BEGIN Record extracts

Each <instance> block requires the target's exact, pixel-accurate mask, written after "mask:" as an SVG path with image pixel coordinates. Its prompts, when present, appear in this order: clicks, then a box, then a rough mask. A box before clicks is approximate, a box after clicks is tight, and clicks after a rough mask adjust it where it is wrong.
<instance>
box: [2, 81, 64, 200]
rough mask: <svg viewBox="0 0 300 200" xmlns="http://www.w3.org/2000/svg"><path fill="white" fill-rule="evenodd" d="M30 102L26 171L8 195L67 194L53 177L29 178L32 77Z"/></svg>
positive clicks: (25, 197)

END Record extracts

▶ _What you need to do_
Transcribe the entries word for word, starting at their first line and ending with the line that contains "box: [2, 81, 64, 200]", both included.

▶ _Response box_
Each <instance> block requires the target's exact, pixel-accurate mask, written after "mask:" as an SVG path with image pixel coordinates. Its prompts, when present, appear in this order: clicks, then a box, then a rough mask. A box before clicks is approximate, a box after clicks is tight, and clicks after a rough mask adjust it where it is wrong.
<instance>
box: [2, 81, 64, 200]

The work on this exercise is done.